### MATERIAL FOR THIS TASK
· · · · ·
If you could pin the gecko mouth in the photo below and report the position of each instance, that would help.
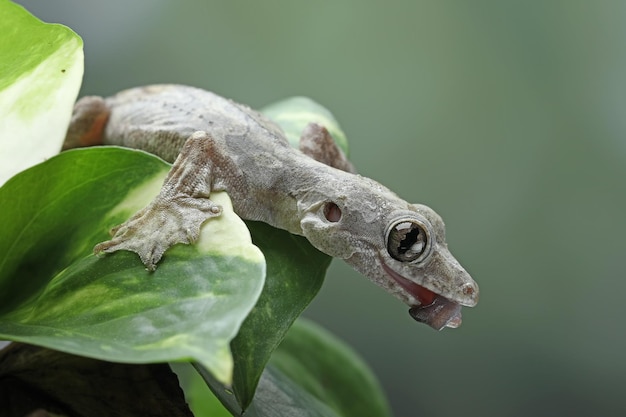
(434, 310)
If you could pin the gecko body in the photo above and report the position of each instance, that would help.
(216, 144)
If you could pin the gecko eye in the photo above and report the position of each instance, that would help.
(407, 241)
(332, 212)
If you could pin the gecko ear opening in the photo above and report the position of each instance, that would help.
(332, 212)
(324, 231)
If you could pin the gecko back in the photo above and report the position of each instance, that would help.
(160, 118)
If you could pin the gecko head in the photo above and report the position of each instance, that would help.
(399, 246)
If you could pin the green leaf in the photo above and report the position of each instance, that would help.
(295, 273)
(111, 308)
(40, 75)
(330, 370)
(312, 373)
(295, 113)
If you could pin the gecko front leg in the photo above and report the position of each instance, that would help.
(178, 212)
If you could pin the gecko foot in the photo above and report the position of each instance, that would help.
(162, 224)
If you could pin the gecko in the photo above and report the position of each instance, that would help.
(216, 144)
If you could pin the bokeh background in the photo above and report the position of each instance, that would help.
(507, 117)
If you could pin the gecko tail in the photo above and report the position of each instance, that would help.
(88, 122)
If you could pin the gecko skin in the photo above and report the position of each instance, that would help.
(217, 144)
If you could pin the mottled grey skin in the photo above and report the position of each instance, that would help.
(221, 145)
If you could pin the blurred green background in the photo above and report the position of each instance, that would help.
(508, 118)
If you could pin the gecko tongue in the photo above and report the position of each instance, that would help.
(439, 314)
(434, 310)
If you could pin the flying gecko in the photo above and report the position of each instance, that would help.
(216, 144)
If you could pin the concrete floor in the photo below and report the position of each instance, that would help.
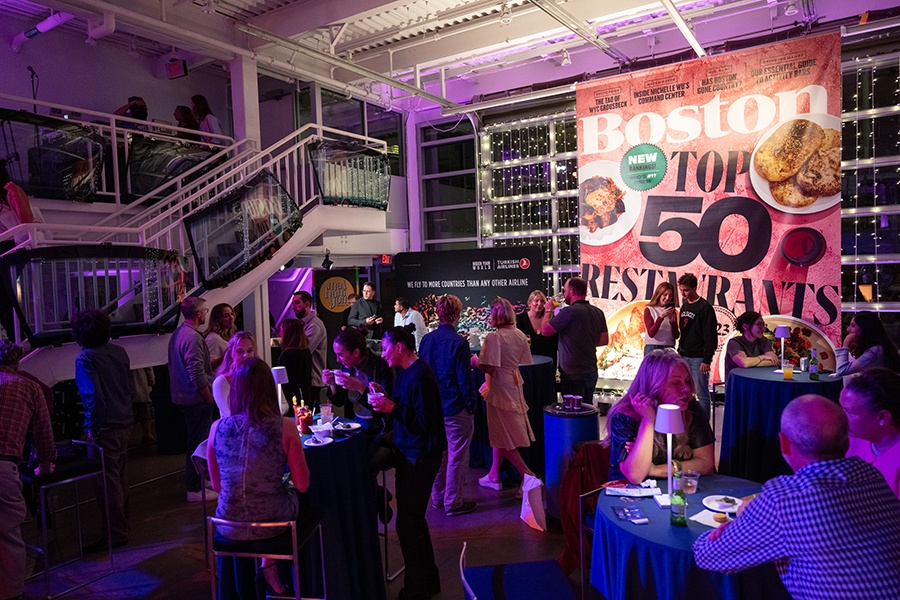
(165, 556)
· · · · ·
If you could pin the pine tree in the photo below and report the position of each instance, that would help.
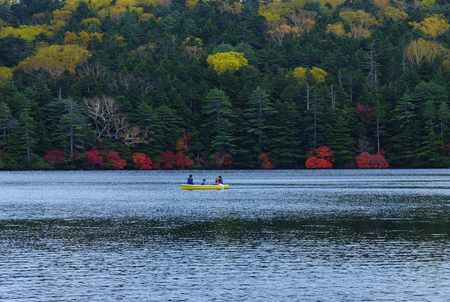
· · · · ·
### GIVEN EXERCISE
How many of the lines above contain the word "skin"? State only the number.

### REPLY
2